**What you are asked to do**
Print each of the rows below verbatim, from the first to the last, without changing anything.

**Provided records**
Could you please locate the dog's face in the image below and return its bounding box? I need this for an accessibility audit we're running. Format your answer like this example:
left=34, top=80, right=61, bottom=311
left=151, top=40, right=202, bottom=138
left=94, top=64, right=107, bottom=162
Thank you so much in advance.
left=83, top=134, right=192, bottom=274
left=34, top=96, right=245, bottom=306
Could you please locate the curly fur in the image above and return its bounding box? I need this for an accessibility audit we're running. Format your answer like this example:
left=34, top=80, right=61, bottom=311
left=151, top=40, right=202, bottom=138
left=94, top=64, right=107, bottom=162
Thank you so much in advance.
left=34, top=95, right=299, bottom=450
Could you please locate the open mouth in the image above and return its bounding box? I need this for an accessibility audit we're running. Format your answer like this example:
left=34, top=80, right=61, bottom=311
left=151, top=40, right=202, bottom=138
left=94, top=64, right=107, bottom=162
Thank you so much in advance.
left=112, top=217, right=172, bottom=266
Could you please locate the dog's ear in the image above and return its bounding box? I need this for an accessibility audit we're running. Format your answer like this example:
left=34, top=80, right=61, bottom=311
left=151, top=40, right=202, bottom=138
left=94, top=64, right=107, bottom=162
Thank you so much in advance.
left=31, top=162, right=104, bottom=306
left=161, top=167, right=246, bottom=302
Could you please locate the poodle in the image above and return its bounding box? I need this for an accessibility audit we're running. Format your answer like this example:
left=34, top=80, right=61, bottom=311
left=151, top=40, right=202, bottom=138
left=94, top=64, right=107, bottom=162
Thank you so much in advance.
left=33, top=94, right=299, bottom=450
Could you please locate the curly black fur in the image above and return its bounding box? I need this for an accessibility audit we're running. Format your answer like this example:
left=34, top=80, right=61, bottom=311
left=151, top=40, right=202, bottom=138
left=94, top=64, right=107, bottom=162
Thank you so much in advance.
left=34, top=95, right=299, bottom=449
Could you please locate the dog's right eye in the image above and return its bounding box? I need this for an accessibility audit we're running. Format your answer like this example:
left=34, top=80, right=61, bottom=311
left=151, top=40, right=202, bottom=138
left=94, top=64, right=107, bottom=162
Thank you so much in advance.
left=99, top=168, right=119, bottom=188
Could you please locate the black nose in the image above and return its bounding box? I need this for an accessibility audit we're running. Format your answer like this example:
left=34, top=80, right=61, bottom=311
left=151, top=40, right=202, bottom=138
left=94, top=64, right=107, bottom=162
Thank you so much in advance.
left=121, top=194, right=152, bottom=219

**Worked solution**
Could you please locate the dog's face in the image below and return its bounding box? I need this for an accessibility audit we're running. Format your answer like this example:
left=34, top=80, right=61, bottom=311
left=151, top=40, right=202, bottom=138
left=94, top=64, right=107, bottom=162
Thank you so much in advance.
left=83, top=134, right=192, bottom=274
left=34, top=96, right=245, bottom=306
Could you please locate the curly fur in the image above and return its bounding box? I need this for an accessibility audit we're running. Format your answer like this example:
left=34, top=80, right=61, bottom=311
left=151, top=40, right=202, bottom=138
left=94, top=64, right=107, bottom=162
Thank you so much in advance.
left=34, top=95, right=299, bottom=450
Could you please locate the open mouth in the image above and return its bounding box? I need this for an accessibility audit we're running. Format your answer like this example:
left=34, top=80, right=61, bottom=311
left=151, top=40, right=202, bottom=138
left=94, top=64, right=107, bottom=162
Thank you so much in advance.
left=112, top=217, right=172, bottom=266
Could you please locate the dog's ear in the image above and return its bounding box? I need this for an accessibility audit we're running. Format your answer like this example:
left=34, top=80, right=61, bottom=311
left=151, top=40, right=202, bottom=138
left=94, top=64, right=107, bottom=162
Thank you so much in advance.
left=31, top=162, right=104, bottom=306
left=161, top=167, right=246, bottom=302
Could you please locate the poodle in the image above and return its bounding box? I need this for an accessibility audit we're running. Format your answer like this example:
left=34, top=80, right=61, bottom=311
left=151, top=40, right=202, bottom=138
left=94, top=64, right=107, bottom=162
Thank you so much in advance.
left=33, top=94, right=299, bottom=450
Could you please locate the curly black fur in the image above and return its bounding box? I need this for an accessibility audit we're running. Format your answer like this example:
left=34, top=80, right=61, bottom=311
left=151, top=40, right=202, bottom=138
left=94, top=64, right=107, bottom=162
Thank you so much in advance.
left=34, top=95, right=299, bottom=449
Could you please locate the dog's right eye in the image above and return its bounding box? I need this for an accessibility audit we're running. Format your answer like this example:
left=34, top=80, right=61, bottom=311
left=151, top=40, right=202, bottom=138
left=94, top=64, right=107, bottom=162
Thank you so much in advance.
left=99, top=168, right=119, bottom=188
Could you please locate the black nose in the image above and return its bounding box? I need this for an accessibility audit we're running. Format your answer like this example:
left=34, top=80, right=61, bottom=311
left=151, top=40, right=202, bottom=138
left=94, top=64, right=107, bottom=162
Thank you so much in advance.
left=121, top=194, right=152, bottom=219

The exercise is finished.